> **REQUIRED ACTION A**
Reproduce the passage on River Hills Plantation, everything from "But your home" down to "And without waiting.", replacing "community" with "neighborhood".

Lots were selling well. Building permits were being issued, houses were being built. Lot prices were rising. Basic lot prices rose 175% and fairway lots rose by 160% between 1971 and 1972. Bluff Villas were selling well and Phase II was started. . In the mean time plans for medium rise, 3 to 4 story garden apartment type condominiums, like those on Hilton Head, were being discussed for South Point and Commodore Point. River Hills Plantation marketing led the way. It defined the life styles:

'The Villas vs. the patio home vs. the homesite' 'Three separate, distinct, and satisfying ways to live. In one distinctive 884-acre world. In River Hills Plantation, you can choose Bluff Villas, our charming condominiums overlooking Lake Wylie and Moore's Landing Marina/Racquet Club.

Or our patio homes, unique, country-contemporary residences in which a private courtyard replaces the traditional lawn. Or lovely homesites set into pine and hardwood forests. You will find one that is your own place to call home.

But your home is just the beginning of living well. The country world of River Hills is a complete world, carefully and subtly planned to give you a sense of mature, developed community, a special sense of place, that's ready now. Without crowding. And without waiting.

The people who live at River Hills are an interesting lot. We'll never be a rigid, sterile, 'special interest' community. Golfers can pursue their sport on 18 beautiful, championship holes without falling over the tennis and boating and fishing people. They'll be down at Moore's Landing, where the water world of the river and the racquet club complex is big enough for everybody. The River Club and the little lounge atop the general store are quiet oases for unwinding. The recreation center at Moore's Landing lets neighbors get together whenever they like. And River Hills is full of natural wooded nooks and crannies for hiking and picnicking and just unwinding, when the mood strikes.'

River Hills Plantation was becoming ' A way of life not a sub-division.'

In September 1973 Sea Pines abandoned their plans for garden apartment style condominiums at South Point and began construction of patio homes.

Collected data entries
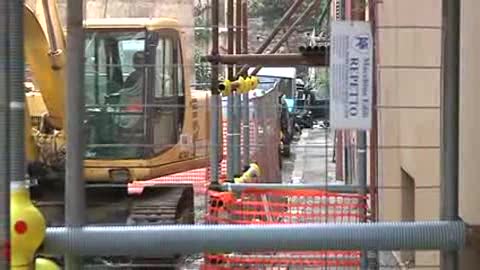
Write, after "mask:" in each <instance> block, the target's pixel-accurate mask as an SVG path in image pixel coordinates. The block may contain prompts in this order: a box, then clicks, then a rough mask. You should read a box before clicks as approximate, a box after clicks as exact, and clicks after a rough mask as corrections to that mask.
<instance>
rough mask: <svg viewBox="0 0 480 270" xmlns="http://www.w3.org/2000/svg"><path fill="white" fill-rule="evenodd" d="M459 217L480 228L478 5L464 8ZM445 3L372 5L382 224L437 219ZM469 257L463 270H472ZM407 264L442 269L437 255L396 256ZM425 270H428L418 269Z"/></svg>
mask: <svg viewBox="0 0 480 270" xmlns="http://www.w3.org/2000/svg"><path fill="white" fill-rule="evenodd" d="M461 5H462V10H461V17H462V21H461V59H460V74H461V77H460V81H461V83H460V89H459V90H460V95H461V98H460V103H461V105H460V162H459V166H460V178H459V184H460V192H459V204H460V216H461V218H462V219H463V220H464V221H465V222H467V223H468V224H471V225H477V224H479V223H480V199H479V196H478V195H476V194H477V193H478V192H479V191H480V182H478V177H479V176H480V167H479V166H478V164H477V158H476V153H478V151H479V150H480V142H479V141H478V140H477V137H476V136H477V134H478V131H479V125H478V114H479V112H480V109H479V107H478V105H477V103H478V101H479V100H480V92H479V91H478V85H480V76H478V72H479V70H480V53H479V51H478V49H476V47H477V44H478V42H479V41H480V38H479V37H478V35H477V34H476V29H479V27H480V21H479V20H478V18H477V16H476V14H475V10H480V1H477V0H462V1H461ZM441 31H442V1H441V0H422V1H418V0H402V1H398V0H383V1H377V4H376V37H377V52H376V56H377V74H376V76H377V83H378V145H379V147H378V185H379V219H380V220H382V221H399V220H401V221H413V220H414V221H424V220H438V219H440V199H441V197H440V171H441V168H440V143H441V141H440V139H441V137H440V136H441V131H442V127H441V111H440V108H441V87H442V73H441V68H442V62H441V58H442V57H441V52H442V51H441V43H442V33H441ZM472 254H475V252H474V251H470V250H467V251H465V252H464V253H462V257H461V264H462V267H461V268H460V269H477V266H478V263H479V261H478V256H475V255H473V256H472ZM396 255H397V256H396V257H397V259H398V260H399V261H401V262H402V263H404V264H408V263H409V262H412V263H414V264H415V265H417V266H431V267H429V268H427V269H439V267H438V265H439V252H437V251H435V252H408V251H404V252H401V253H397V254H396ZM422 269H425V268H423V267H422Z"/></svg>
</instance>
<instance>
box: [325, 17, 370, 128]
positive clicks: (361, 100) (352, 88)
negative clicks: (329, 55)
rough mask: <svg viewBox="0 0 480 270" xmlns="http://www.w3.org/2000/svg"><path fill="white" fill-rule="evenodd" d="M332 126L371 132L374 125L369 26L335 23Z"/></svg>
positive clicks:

> **REQUIRED ACTION B**
Turn the collected data entries, everything from their start down to the line containing "217L480 228L478 5L464", into a JSON list of strings with one string per line and blank lines omitted. Leave the pictures out.

> **RESULT A**
But your home is just the beginning of living well. The country world of River Hills is a complete world, carefully and subtly planned to give you a sense of mature, developed neighborhood, a special sense of place, that's ready now. Without crowding. And without waiting.

> **RESULT B**
[
  "Write, after \"mask:\" in each <instance> block, the target's pixel-accurate mask as an SVG path in image pixel coordinates. The block may contain prompts in this order: a box, then clicks, then a rough mask. You should read a box before clicks as approximate, a box after clicks as exact, and clicks after a rough mask as corrections to that mask.",
  "<instance>",
  "rough mask: <svg viewBox=\"0 0 480 270\" xmlns=\"http://www.w3.org/2000/svg\"><path fill=\"white\" fill-rule=\"evenodd\" d=\"M459 217L480 228L478 5L464 8ZM445 3L372 5L382 224L437 219ZM469 257L463 270H472ZM407 264L442 269L437 255L396 256ZM425 270H428L418 269Z\"/></svg>"
]